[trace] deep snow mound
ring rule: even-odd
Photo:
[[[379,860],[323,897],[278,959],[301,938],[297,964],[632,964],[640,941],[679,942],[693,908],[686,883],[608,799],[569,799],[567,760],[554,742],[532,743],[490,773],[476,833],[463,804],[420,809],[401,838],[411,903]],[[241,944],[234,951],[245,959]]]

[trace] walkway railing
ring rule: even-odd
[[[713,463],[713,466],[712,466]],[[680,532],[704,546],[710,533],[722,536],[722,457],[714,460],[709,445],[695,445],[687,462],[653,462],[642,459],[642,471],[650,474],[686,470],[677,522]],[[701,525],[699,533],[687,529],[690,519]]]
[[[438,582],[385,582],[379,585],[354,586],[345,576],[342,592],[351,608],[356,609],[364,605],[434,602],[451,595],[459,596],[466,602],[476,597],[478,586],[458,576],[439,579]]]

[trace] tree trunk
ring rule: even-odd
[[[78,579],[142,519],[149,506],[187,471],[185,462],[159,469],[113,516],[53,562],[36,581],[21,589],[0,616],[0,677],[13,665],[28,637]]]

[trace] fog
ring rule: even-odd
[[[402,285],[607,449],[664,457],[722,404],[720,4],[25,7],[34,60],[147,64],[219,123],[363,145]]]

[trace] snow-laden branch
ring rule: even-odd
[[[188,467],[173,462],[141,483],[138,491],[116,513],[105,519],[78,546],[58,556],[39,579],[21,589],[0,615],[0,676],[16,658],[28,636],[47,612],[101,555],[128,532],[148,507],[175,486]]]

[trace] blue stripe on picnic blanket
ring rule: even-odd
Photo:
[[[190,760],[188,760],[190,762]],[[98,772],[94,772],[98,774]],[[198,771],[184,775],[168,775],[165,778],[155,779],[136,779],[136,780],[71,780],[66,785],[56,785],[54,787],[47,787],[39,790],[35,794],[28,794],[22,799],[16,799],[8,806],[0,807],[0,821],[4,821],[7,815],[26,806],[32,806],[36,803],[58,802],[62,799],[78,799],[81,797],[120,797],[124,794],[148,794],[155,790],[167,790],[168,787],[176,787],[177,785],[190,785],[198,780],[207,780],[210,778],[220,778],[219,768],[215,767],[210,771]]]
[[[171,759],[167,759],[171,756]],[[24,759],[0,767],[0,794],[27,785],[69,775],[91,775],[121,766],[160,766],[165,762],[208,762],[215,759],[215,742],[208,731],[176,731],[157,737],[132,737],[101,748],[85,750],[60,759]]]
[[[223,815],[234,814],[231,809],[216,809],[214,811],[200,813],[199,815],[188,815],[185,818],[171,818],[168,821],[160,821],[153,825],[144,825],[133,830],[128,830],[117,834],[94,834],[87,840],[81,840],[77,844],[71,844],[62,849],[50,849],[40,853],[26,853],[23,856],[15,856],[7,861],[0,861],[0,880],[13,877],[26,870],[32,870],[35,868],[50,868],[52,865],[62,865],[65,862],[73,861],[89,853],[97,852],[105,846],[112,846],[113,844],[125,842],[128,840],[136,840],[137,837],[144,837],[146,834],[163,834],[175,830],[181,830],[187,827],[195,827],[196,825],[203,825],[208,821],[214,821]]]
***
» AIM OF THE TASK: Please pick out every line above that contains the word "trace" and copy each one in full.

» SOLUTION TO THE EXERCISE:
[trace] deep snow mound
[trace] walkway railing
[trace] tree trunk
[trace] fog
[trace] snow-laden branch
[trace] blue stripe on picnic blanket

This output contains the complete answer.